These are all themes I’ve mentioned before, but they’re thrown into stark relief by the attitude of some activist groups to the Convention. What the Convention is not is a programme of direct action – and that is significant. In our search for a broad coalition on civil liberties, first of all we’ve forgotten that the fight is not purely ideological. We’ve forgotten the database economy – as Unity argues in a piece of superb clarity. All the bloggerati and lobbying of pro-liberties groups won’t combine to equal Tesco, Sainsbury and the other giants who benefit.

Conservatives are just as in hock to these groups as Labour. For all that Henry Porter might pontificate about Labour MPs using their time on an important committee to read letters instead of pay attention to critiques of Labour policy, it was a Liberal government who first introduced the authoritarian Official Secrets Act, rushed through in a sparsely populated chamber, one Friday afternoon. All of this should remind us that it is not simply one party that should be distrusted, it is the whole mechanism of politics on which those parties stand.

A Convention on Modern Liberty that focusses on the main parties is going to fail because it will be blind to this crucial issue. For the same reason, any answer which is focussed on voting out those MPs who don’t stand up for civil liberties is bound to fail also. It simply pushes people towards sham alternatives. Even if we’re talking about the Liberal Democrats, some of whom have good records on civil liberties, as an ‘alternative’ they aren’t going to be in a position to have much of an effect for quite some time.

So instead of pushing people towards a parliamentary answer, which remains at all times trapped within the logic of a media and business lobbyists who disdain liberties – one for the purposes of whipping up moral frenzy and the other for a quick buck – why don’t we begin building an activist response to the issue? This may not overturn the Coroners and Justice Bill immediately, but, on the other hand, it might begin to challenge that very logic which we’re working against.

Strand one would involve harassing MPs. A sufficiently well organised and funded campaign could start by sending lots of letters to them, especially to their home address, to remind them just how much we hate spam; it could arrange protests outside their constituency offices whenever their surgery hours are scheduled, whenever votes are coming up. Strand two could network local government workers, health workers and others involved in creating our uber database to resist implementation of the laws passed.

- - -

_Exercise goal_
Proceed with the piece on the Convention on Modern Liberty and civil liberties activism, continuing from its last sentence.

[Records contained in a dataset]
- - -

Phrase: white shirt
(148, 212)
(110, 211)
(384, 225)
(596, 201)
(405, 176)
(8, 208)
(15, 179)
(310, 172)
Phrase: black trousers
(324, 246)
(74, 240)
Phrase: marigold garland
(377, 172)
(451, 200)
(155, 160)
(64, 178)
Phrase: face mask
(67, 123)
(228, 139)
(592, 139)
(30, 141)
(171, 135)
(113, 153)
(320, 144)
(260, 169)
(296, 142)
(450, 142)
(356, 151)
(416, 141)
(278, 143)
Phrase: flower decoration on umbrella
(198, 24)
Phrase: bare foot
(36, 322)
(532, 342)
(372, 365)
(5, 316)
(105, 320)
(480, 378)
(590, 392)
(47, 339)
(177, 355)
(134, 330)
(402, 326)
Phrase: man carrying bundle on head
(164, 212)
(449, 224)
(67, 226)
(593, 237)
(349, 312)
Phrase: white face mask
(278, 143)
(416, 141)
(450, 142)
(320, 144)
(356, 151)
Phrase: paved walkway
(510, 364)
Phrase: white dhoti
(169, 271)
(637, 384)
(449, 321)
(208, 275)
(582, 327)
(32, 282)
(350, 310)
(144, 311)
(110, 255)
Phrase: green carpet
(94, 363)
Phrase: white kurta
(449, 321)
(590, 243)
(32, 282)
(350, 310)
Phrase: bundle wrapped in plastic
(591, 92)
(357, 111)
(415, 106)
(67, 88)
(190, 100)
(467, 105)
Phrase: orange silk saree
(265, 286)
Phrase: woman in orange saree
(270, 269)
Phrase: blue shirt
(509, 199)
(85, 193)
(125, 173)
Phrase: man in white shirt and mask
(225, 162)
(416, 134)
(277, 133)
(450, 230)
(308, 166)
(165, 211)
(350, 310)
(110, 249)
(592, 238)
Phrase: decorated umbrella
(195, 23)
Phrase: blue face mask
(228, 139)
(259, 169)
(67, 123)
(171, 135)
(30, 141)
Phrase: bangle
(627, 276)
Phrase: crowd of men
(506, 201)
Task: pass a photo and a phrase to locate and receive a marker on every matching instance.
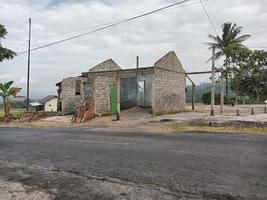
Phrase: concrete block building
(160, 87)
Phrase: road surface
(94, 164)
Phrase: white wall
(51, 105)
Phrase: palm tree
(5, 92)
(230, 36)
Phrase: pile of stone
(29, 116)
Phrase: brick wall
(169, 85)
(103, 80)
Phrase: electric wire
(210, 20)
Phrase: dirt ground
(138, 119)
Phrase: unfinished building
(160, 87)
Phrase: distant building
(19, 98)
(160, 87)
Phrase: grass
(13, 111)
(213, 129)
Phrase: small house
(160, 87)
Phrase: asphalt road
(93, 164)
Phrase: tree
(5, 92)
(253, 73)
(4, 52)
(231, 35)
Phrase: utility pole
(212, 83)
(222, 92)
(118, 97)
(29, 62)
(193, 96)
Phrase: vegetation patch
(217, 129)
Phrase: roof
(35, 104)
(49, 97)
(107, 65)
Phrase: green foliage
(249, 73)
(4, 52)
(230, 35)
(5, 92)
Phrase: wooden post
(222, 94)
(212, 83)
(193, 96)
(118, 97)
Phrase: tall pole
(222, 93)
(118, 97)
(28, 71)
(193, 96)
(212, 83)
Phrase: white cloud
(5, 77)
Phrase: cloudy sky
(183, 29)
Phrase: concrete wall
(69, 100)
(102, 92)
(51, 105)
(103, 80)
(169, 85)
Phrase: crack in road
(183, 194)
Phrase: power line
(16, 29)
(209, 17)
(107, 26)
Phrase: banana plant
(5, 92)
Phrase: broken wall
(70, 101)
(169, 85)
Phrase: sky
(183, 29)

- - -

_Task result_
Our coup de grace would be, in the case of the Coroners and Justice Bill, to arrange a boycott by the Coroner’ Society of England and Wales, especially if this could be backed by well-funded legal challenges every time the government tried to use its new-found powers. Getting prominent figures on board is an important step in creating the credibility necessary to exert influence over professional bodies, trades unions and other groups we might need in a bid to stop the implementation of laws.

I suspect an added bonus to such an approach – targeting MPs at home, organising the public sector and getting bodies like the BMA or Coroners’ Society to go along with us – would be a separation of wheat of chaff in respect of which parliamentarians climb on board. Many would probably be alienated by any potential campaign of direct action or civil disobedience – the latter of which is particularly relevant in the case of laws clamping down on our rights of protest and dissent. Photographing police is one example of such a campaign.

Yet we should welcome this. If we can keep out the opportunists, it’ll make the political statement of that campaign all the stronger. To broaden our appeal, we shouldn’t be afraid to take a leaf out of the Countryside Alliance’s book. It went from being a primarily pro-hunting organisation to attempting to speak on behalf of rural England, on every grievance that could be thought of. Our equivalent would be generalising from infringement of liberties to linking underfunding of public services with wasteful and invasive measures such as ID cards.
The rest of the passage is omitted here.